Given passage>
=== Section Start ===
JOINT VENTURE AGREEMENT BETWEEN [XXXX] AND Greentech Mining International, Inc. [XXXX]

EX-10.6 2 ex10_6.htm EXHIBIT 10.6 ex10_6.htm
Exhibit 10.6
 

 

 
JOINT VENTURE AGREEMENT
 
BETWEEN
 
[XXXX]
 
AND
 
Greentech Mining International, Inc.
 
[XXXX]
 

 

 
 
 
 
 
 

 

 

"Portions herein identified by [XXXX] have been omitted pursuant to a request for confidential treatment under Rule 406 of the Securities Act of 1933, as amended. A complete copy of this document has been filed separately with the Securities and Exchange Commission"
 

 
Exhibit 10.6 -- Page 1

 

JOINT VENTURE AGREEMENT
 
THIS JOINT VENTURE AGREEMENT (this “Agreement”) is made and entered into this 4th day of July 2013,
 
BY AND BETWEEN
 
[XXXX]. a company incorporated under the Laws of the Federal Republic of Mexico, having its Registered Office at [XXXX], Mexico, (hereinafter referred to as "Investor") Represented by [XXXX], in his capacity as Chairman/CEO
 
AND
 
Greentech Mining International, Inc. a company incorporated under the laws of the State of  Delaware USA, having its Registered Office at 951 Mariners Island Blvd, Suite 300, San Mateo, CA 94404 USA, (hereinafter referred to as “Operator”), Represented by Matthew Neher, in his capacity as Chief Executive Officer
 
AND
 
[XXXX] a company incorporated under the laws of Germany, having its Registered Office at [XXXX] Germany, (hereinafter referred to as "Project Manager") Represented by [XXXX], in her capacity as Chief Executive Officer
 
All the above collectively called “Parties” and individually called “Party”.
=== Section End ===
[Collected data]
=== Section Start ===
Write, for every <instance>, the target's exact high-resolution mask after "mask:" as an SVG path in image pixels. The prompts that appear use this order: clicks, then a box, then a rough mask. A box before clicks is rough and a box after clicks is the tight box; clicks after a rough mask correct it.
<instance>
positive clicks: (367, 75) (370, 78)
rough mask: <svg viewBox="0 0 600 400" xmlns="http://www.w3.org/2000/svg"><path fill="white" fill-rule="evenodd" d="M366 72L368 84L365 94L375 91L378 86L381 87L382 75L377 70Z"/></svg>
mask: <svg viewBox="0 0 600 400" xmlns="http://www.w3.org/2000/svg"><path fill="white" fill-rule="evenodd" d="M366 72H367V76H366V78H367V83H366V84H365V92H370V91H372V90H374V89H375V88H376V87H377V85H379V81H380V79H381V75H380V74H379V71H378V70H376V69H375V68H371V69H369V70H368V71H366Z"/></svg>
=== Section End ===
What you will do> Can you carry the joint venture agreement forward from the sentence defining the Parties?

Written response>
 
RECITALS:
 
WHEREAS, the Parties desire to form a joint venture company (“JV Company”) to operate various mining projects (“Mining Projects”) as agreed upon by the Parties.
 
WHEREAS, the Investor desires to provide a “fresh cut” Bank Guarantee (“Bank Guarantee”) in the amount of $500M Euro to be assigned to the JV Company and utilized to collateralize a loan to fund the JV Company.
 
WHEREAS the Operator is a mining company with experience and know how in the mining industry and desires to operate the Mining Projects for the JV Company.
 
WHEREAS, Parties desire to enter into this Agreement in order to set forth all rights and obligations of each party with respect to the JV Company and to provide for the operation of the JV Company and its business and affairs.
 
NOW THEREFORE, IN CONSIDERATION OF THE FOREGOING AND THE MUTUAL COVENANTS HEREINAFTER SET FORTH, THE PARTIES AGREE AS FOLLOWS:
 
ARTICLE 1
 
 
1.
To renegotiate in good faith the Articles of Incorporation and Bylaws of the JV Company so as to incorporate the JV Company within 30 days of the signing of this Agreement. The intent is to form the JV Company immediately with all standard forms of documentation required by the State of Delaware and the banking entities involved.  The Parties shall then negotiate a custom set of Bylaws within 30 days thereafter which will incorporate the terms of this Agreement and shall then be attached [XXXX].  Investor shall assign the Bank Guarantee immediately after the initial formation of the JV Company.
 
 
2.
That the JV Company to be named Greentech Mining Ventures, Inc. shall be registered in the State of Delaware, USA as a “C” corporation
 
 

"Portions herein identified by [XXXX] have been omitted pursuant to a request for confidential treatment under Rule 406 of the Securities Act of 1933, as amended. A complete copy of this document has been filed separately with the Securities and Exchange Commission"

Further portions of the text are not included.